» Exercise: Return the listing below line for line without changing anything, from its first line to its last.

-- Start of The data --

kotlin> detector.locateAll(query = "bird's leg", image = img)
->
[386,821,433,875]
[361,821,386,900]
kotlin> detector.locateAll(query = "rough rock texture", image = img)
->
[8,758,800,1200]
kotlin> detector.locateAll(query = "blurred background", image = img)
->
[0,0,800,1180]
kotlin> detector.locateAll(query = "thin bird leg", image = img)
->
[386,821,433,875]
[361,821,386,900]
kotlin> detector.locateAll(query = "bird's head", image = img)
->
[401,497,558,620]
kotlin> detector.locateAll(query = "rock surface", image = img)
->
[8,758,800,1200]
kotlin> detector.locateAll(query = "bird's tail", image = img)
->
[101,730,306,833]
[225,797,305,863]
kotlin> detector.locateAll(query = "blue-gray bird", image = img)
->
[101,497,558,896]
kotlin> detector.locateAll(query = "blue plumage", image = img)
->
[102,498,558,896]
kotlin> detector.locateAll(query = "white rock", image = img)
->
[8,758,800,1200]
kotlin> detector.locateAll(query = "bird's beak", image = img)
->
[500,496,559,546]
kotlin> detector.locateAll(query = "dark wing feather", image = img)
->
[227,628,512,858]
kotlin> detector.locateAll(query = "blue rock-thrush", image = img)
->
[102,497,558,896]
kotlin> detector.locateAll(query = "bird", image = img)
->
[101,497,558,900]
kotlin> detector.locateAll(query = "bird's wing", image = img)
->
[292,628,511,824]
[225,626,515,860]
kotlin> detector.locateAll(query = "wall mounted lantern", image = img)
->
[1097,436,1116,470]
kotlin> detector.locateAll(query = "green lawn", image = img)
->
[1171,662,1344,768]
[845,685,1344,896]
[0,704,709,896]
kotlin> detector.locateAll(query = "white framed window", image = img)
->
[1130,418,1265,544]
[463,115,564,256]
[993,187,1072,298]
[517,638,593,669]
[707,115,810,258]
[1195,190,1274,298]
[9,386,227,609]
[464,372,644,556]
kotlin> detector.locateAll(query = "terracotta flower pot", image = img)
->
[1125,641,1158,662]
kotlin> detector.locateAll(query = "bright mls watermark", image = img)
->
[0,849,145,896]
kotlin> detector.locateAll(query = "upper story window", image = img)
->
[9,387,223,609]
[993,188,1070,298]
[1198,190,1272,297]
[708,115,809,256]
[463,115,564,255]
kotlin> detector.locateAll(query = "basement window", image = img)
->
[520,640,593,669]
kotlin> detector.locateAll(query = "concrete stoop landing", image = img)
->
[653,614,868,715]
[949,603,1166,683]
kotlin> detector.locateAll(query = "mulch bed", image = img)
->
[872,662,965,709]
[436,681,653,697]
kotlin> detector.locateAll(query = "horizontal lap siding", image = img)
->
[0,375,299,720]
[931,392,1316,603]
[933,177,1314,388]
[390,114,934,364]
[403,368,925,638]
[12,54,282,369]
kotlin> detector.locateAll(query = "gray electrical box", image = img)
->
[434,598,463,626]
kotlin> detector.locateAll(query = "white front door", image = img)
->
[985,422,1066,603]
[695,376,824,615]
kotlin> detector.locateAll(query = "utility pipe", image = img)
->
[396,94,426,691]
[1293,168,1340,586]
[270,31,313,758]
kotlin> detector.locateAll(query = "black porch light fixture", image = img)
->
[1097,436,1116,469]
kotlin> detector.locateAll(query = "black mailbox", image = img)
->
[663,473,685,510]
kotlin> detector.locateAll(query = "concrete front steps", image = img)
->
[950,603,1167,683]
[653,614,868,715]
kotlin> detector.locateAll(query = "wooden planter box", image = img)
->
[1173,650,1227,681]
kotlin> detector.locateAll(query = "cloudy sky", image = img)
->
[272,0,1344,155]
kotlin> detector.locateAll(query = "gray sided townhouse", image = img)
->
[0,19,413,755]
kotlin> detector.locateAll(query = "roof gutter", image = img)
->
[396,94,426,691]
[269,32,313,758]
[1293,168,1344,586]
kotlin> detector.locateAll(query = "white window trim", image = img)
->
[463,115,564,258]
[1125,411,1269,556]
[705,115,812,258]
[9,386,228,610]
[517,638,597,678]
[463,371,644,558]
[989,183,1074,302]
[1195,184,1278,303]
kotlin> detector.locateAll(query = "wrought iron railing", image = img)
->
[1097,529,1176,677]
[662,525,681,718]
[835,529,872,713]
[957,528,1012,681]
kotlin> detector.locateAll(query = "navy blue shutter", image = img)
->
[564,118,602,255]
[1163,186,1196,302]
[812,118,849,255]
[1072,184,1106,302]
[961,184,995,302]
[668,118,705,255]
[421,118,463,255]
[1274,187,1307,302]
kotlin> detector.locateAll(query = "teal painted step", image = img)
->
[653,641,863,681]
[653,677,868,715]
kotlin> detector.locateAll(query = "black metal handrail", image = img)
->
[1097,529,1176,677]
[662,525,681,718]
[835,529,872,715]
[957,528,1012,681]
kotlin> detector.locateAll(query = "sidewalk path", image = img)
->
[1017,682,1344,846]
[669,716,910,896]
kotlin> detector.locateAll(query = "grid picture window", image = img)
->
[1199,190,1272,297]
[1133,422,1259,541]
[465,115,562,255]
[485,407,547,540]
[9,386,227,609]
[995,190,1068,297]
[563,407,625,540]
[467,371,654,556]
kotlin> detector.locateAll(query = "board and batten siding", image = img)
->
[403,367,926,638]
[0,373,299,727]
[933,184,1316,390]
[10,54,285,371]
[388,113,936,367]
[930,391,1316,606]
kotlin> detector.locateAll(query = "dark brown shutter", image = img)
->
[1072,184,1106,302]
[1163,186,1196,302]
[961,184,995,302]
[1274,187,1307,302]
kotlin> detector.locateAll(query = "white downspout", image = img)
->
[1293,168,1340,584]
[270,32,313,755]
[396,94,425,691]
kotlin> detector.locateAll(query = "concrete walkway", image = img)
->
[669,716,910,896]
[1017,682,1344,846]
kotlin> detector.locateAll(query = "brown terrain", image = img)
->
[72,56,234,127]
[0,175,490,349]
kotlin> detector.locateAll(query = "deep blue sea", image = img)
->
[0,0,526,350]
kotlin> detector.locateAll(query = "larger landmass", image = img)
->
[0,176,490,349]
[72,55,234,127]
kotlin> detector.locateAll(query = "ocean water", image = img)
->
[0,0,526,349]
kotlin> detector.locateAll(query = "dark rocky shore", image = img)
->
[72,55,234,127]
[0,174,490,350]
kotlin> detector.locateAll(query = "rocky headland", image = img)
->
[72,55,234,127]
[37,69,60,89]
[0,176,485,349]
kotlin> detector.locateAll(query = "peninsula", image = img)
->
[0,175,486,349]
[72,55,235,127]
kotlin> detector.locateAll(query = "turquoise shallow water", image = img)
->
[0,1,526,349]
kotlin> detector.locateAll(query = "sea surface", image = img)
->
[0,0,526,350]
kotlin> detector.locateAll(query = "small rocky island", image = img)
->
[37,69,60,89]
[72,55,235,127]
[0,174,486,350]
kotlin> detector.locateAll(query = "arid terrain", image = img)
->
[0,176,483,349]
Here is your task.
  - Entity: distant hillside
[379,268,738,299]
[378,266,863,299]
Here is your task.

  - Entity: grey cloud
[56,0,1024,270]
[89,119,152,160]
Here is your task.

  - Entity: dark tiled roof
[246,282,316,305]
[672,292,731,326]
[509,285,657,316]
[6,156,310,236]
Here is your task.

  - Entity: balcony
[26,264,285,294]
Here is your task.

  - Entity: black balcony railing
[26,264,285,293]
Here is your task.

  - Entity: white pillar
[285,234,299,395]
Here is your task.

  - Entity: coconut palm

-- End of The data --

» Output below:
kotlin> detector.locateAll(query = "bird's leg", image = img)
->
[386,821,433,875]
[361,821,386,900]
kotlin> detector.locateAll(query = "rough rock texture", image = img)
->
[8,758,800,1200]
kotlin> detector.locateAll(query = "blurred background", image = img)
->
[0,0,800,1180]
kotlin> detector.locateAll(query = "thin bird leg", image = img)
->
[386,821,433,875]
[361,821,386,900]
kotlin> detector.locateAll(query = "bird's head", image = img)
->
[401,497,558,620]
kotlin> detector.locateAll(query = "rock surface", image = img)
->
[8,758,800,1200]
kotlin> detector.locateAll(query = "bird's tail", image = img)
->
[101,730,306,833]
[225,797,305,863]
kotlin> detector.locateAll(query = "blue-gray bird", image = img)
->
[101,497,558,896]
kotlin> detector.locateAll(query = "blue plumage", image = img)
->
[102,498,558,896]
kotlin> detector.locateAll(query = "white rock", image = img)
->
[8,758,800,1200]
kotlin> detector.locateAll(query = "bird's beak", image = img)
->
[500,496,559,546]
kotlin> detector.locateAll(query = "dark wing feather", image = img)
->
[227,628,512,858]
kotlin> detector.locateAll(query = "blue rock-thrush", image = img)
->
[102,497,558,896]
kotlin> detector.locateAll(query = "bird", image = img)
->
[101,497,558,900]
kotlin> detector.locateAll(query = "bird's wing", image = img)
->
[292,628,511,824]
[225,626,515,860]
kotlin> detector.locateAll(query = "wall mounted lantern", image = img)
->
[1097,436,1116,470]
kotlin> detector.locateAll(query = "green lawn", image = img)
->
[1171,662,1344,768]
[845,685,1344,896]
[0,704,709,896]
kotlin> detector.locateAll(query = "white framed window", image = img)
->
[1130,418,1265,544]
[463,115,564,256]
[993,187,1072,298]
[517,638,593,669]
[707,115,810,258]
[1195,190,1274,298]
[9,386,227,609]
[464,372,644,556]
kotlin> detector.locateAll(query = "terracotta flower pot", image = img)
->
[1125,641,1158,662]
kotlin> detector.locateAll(query = "bright mls watermark", image = img)
->
[0,849,145,896]
kotlin> detector.locateAll(query = "upper story window", image = img)
->
[9,387,223,609]
[993,188,1070,298]
[1198,190,1272,297]
[708,115,809,256]
[463,115,564,255]
kotlin> detector.locateAll(query = "basement window", image = img)
->
[520,640,593,669]
kotlin> detector.locateAll(query = "concrete stoop landing", image = img)
->
[653,614,868,715]
[949,603,1166,683]
kotlin> detector.locateAll(query = "mulch bed", image = img)
->
[872,662,965,709]
[436,681,653,697]
kotlin> detector.locateAll(query = "horizontal lap siding", image = img)
->
[0,375,299,720]
[931,392,1316,603]
[933,177,1314,388]
[390,114,934,364]
[403,368,925,638]
[12,54,282,369]
kotlin> detector.locateAll(query = "gray electrical box", image = img)
->
[434,598,463,626]
kotlin> detector.locateAll(query = "white front door", image = img)
->
[985,422,1066,603]
[695,376,824,615]
kotlin> detector.locateAll(query = "utility pipe", image = img)
->
[396,94,426,691]
[1293,168,1340,586]
[270,31,313,758]
kotlin> detector.locateAll(query = "black porch light fixture", image = img)
->
[1097,436,1116,469]
kotlin> detector.locateAll(query = "black mailbox", image = img)
->
[663,473,685,510]
kotlin> detector.locateAll(query = "concrete front steps", image = img)
->
[950,603,1167,683]
[653,614,868,715]
kotlin> detector.locateAll(query = "wooden planter box", image = img)
->
[1173,650,1227,681]
kotlin> detector.locateAll(query = "cloudy sky", image = img)
->
[272,0,1344,155]
kotlin> detector.locateAll(query = "gray sided townhouse", image = img)
->
[0,19,413,755]
kotlin> detector.locateAll(query = "roof gutter", image = img)
->
[396,94,426,691]
[269,32,313,758]
[1293,168,1344,586]
kotlin> detector.locateAll(query = "white window trim", image = img)
->
[463,115,564,258]
[1125,411,1269,556]
[705,115,812,258]
[9,386,228,610]
[517,638,597,678]
[463,371,644,558]
[989,183,1074,302]
[1195,184,1278,303]
kotlin> detector.locateAll(query = "wrought iron railing", image = img)
->
[1097,529,1176,677]
[662,525,681,718]
[835,529,872,713]
[957,528,1012,681]
kotlin> detector.locateAll(query = "navy blue shutter", image = img)
->
[564,118,602,255]
[1163,186,1196,302]
[812,118,849,255]
[1072,184,1106,302]
[961,184,995,302]
[668,118,705,255]
[421,118,463,255]
[1274,187,1307,302]
kotlin> detector.locateAll(query = "teal painted step", image = img)
->
[653,641,863,681]
[653,677,868,715]
kotlin> detector.locateAll(query = "black metal handrail", image = img)
->
[1097,529,1176,677]
[662,525,681,718]
[835,529,872,715]
[957,528,1012,681]
kotlin> detector.locateAll(query = "sidewalk path", image = img)
->
[1017,682,1344,846]
[669,716,910,896]
kotlin> detector.locateAll(query = "grid picture window", image = img)
->
[1199,190,1272,297]
[1133,422,1259,541]
[465,115,562,255]
[485,407,547,540]
[9,386,227,609]
[995,190,1068,297]
[563,407,625,540]
[467,371,654,556]
kotlin> detector.locateAll(query = "board and batten siding", image = img)
->
[403,367,926,638]
[0,373,299,727]
[933,184,1316,390]
[10,54,285,371]
[388,113,936,367]
[930,391,1316,606]
kotlin> detector.locateAll(query = "dark brown shutter", image = img)
->
[1072,184,1106,302]
[1163,186,1196,302]
[961,184,995,302]
[1274,187,1307,302]
kotlin> detector.locateAll(query = "white downspout", image = img)
->
[1293,168,1340,584]
[270,32,313,755]
[396,94,425,691]
kotlin> detector.locateAll(query = "concrete walkway", image = img)
->
[669,716,910,896]
[1017,682,1344,846]
kotlin> detector.locateAll(query = "brown terrain", image = img)
->
[72,56,234,127]
[0,175,490,349]
kotlin> detector.locateAll(query = "deep blue sea", image = img)
->
[0,0,526,350]
kotlin> detector.locateAll(query = "larger landmass", image = img)
->
[0,176,490,349]
[72,55,234,127]
kotlin> detector.locateAll(query = "ocean water", image = img)
->
[0,0,526,349]
kotlin> detector.locateAll(query = "dark rocky shore", image = img)
->
[72,55,234,127]
[0,174,490,350]
kotlin> detector.locateAll(query = "rocky headland", image = img)
->
[72,55,234,127]
[37,69,60,89]
[0,176,485,349]
kotlin> detector.locateAll(query = "peninsula", image = img)
->
[0,175,486,349]
[72,55,235,127]
kotlin> detector.locateAll(query = "turquoise shallow water", image = img)
->
[0,1,526,349]
kotlin> detector.locateAll(query = "sea surface", image = img)
->
[0,0,526,350]
kotlin> detector.locateAll(query = "small rocky island", image = img)
->
[37,69,60,89]
[72,55,235,127]
[0,174,486,350]
kotlin> detector.locateAll(query = "arid terrain", image = img)
->
[0,176,483,349]
Here is your task.
  - Entity: distant hillside
[379,268,738,299]
[378,266,863,299]
Here is your task.

  - Entity: grey cloud
[56,0,1024,270]
[89,119,152,160]
Here is your task.

  - Entity: dark tiled roof
[246,282,316,305]
[672,292,731,326]
[509,285,657,316]
[6,156,310,236]
Here is your task.

  - Entity: balcony
[26,264,285,294]
Here is your task.

  - Entity: black balcony railing
[26,264,285,293]
Here is your task.

  - Entity: white pillar
[285,234,299,395]
Here is your task.

  - Entity: coconut palm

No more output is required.